Task statement:
Please count the lines in the material below that contain the string "plant". Reply with the number alone.

Source data:
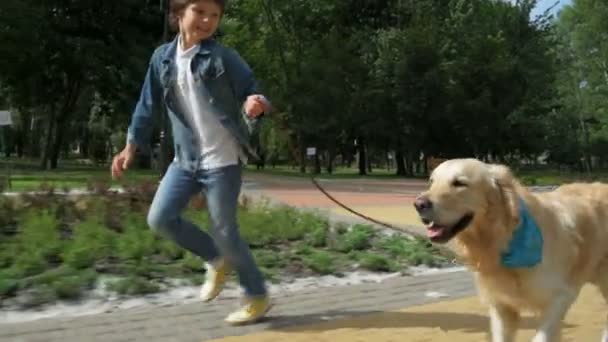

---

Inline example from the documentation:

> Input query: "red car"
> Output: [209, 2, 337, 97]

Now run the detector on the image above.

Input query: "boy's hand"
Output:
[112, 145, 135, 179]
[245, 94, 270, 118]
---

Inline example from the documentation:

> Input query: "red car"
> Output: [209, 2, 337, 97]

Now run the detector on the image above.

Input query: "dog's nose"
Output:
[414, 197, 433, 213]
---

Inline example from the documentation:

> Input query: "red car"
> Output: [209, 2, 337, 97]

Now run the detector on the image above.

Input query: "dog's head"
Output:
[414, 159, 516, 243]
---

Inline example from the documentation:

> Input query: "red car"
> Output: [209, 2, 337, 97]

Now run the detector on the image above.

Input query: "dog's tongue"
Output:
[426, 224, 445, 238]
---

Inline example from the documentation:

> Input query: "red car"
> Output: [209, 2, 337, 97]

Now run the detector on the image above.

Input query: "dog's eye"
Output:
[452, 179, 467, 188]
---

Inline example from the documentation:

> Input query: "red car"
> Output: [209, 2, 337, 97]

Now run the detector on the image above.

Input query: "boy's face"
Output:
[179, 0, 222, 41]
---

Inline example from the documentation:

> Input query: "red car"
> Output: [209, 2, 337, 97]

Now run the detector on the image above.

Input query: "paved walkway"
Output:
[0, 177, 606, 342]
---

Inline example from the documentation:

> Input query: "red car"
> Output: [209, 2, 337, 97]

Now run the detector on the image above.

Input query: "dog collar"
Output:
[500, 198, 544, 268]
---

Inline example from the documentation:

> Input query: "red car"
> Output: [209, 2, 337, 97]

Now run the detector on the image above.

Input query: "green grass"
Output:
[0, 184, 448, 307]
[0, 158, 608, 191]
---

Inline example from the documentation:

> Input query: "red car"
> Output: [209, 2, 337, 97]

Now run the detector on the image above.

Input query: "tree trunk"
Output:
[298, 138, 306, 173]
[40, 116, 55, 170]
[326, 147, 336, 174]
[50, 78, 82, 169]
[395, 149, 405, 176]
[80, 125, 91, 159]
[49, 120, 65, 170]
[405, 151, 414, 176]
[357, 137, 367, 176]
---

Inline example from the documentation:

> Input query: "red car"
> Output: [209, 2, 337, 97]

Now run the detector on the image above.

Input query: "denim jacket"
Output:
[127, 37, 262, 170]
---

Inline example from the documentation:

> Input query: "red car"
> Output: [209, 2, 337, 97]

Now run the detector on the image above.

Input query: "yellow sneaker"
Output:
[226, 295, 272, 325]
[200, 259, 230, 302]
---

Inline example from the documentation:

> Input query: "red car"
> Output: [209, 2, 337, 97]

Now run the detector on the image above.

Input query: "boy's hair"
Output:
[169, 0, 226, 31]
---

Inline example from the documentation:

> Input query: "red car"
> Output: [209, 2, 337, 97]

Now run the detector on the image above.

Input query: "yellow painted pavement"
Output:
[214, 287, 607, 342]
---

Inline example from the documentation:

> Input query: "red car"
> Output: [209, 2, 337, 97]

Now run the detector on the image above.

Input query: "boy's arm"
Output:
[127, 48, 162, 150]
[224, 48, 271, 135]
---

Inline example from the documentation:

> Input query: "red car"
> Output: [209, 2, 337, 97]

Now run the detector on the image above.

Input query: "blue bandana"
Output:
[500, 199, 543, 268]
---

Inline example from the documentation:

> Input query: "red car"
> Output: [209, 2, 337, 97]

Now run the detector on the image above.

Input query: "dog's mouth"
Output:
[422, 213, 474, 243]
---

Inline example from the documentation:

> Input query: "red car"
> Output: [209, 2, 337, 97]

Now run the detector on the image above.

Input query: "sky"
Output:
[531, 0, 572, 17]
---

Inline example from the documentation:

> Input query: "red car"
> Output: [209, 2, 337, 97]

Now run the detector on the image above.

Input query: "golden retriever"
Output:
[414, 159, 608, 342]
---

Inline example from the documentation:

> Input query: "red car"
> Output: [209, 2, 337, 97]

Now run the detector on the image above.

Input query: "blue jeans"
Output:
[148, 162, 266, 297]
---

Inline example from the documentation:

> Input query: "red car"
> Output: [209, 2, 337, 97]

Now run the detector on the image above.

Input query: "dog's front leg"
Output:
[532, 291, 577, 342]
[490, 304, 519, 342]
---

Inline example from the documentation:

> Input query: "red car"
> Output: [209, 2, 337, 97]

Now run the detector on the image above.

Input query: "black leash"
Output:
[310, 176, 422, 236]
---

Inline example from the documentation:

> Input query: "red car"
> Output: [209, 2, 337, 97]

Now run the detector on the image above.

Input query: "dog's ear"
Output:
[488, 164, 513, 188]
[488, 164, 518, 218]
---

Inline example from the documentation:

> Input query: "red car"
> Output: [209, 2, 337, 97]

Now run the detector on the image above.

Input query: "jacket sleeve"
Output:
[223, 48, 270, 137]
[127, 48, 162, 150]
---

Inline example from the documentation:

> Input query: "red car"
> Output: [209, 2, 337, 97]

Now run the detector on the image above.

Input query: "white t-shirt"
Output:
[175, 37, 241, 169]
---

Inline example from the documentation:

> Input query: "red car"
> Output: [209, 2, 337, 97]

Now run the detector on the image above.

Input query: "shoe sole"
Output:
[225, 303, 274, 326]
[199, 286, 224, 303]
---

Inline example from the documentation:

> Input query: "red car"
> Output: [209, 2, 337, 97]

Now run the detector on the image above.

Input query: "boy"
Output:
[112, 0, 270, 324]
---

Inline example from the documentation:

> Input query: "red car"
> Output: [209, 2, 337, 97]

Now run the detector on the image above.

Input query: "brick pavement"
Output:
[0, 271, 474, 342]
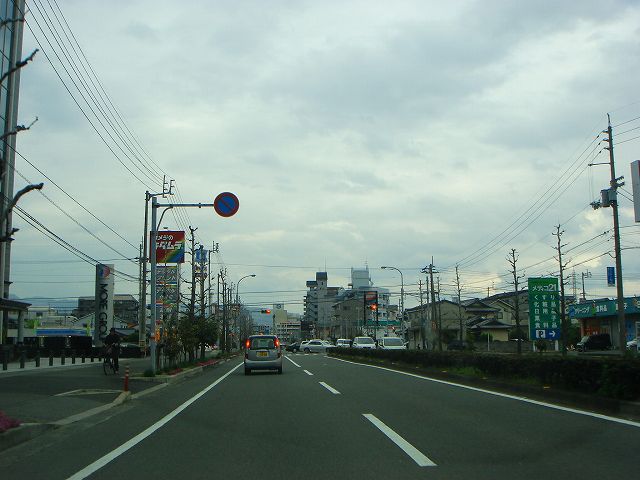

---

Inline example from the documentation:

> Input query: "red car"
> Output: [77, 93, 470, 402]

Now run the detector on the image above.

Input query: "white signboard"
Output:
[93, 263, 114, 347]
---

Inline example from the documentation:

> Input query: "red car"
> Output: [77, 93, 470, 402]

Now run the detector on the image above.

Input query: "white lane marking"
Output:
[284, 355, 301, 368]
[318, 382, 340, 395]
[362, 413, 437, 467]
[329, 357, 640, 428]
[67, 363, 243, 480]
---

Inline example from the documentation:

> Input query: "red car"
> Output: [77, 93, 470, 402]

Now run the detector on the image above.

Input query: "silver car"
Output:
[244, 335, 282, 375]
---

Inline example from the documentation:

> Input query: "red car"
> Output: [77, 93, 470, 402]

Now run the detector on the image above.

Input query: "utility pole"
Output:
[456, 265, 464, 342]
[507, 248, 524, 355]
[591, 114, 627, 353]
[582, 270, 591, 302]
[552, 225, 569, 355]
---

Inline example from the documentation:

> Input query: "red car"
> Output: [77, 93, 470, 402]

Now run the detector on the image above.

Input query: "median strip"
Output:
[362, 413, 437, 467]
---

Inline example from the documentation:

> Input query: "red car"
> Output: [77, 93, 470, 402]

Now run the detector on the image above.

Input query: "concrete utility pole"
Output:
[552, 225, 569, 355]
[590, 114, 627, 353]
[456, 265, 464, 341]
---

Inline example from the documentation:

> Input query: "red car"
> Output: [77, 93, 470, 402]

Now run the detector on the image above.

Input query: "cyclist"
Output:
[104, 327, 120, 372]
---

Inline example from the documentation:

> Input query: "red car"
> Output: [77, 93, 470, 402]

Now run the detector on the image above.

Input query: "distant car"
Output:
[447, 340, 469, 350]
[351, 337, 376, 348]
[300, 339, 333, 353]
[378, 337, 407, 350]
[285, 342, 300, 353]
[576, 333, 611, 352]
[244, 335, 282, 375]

---

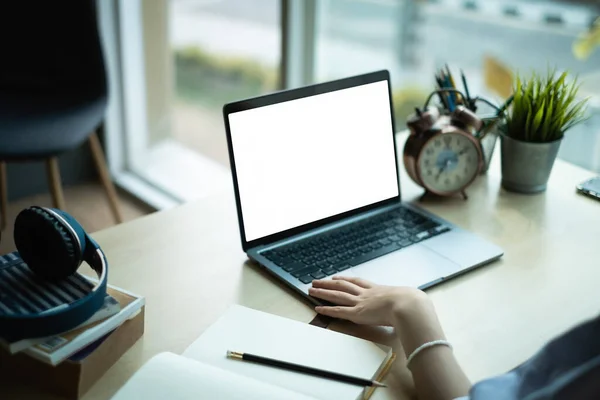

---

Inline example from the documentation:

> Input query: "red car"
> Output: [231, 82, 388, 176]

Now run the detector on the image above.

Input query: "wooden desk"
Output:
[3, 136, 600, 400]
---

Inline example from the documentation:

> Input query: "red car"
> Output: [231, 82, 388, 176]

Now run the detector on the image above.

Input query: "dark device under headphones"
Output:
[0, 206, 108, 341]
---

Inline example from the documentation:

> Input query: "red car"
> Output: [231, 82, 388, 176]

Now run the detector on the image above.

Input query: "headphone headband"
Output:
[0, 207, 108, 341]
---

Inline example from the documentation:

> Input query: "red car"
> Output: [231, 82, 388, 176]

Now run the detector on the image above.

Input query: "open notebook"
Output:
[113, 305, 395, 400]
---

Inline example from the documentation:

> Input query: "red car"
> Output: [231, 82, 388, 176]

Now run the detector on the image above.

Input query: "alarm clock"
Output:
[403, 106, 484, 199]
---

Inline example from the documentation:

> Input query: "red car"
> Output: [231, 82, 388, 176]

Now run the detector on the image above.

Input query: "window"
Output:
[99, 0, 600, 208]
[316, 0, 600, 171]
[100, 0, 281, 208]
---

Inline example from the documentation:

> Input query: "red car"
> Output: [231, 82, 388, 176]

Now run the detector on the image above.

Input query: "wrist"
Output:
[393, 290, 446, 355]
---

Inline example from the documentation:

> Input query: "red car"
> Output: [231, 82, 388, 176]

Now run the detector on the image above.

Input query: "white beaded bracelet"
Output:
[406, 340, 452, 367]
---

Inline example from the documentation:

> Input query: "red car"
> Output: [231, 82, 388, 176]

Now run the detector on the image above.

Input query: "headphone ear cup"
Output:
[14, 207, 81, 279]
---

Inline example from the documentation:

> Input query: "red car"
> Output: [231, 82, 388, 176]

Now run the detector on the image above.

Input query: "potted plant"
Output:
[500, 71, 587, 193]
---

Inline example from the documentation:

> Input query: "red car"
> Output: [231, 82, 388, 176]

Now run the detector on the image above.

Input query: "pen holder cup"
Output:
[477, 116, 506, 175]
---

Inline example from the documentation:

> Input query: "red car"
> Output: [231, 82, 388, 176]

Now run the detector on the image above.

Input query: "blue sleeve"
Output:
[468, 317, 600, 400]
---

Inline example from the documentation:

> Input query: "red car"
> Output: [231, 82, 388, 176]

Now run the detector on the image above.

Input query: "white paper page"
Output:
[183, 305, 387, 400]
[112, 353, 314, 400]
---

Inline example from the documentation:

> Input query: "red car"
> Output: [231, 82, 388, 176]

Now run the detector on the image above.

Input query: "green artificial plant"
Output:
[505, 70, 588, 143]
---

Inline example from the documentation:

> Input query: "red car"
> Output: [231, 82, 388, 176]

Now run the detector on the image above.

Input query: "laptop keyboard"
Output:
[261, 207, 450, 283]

Exercise response:
2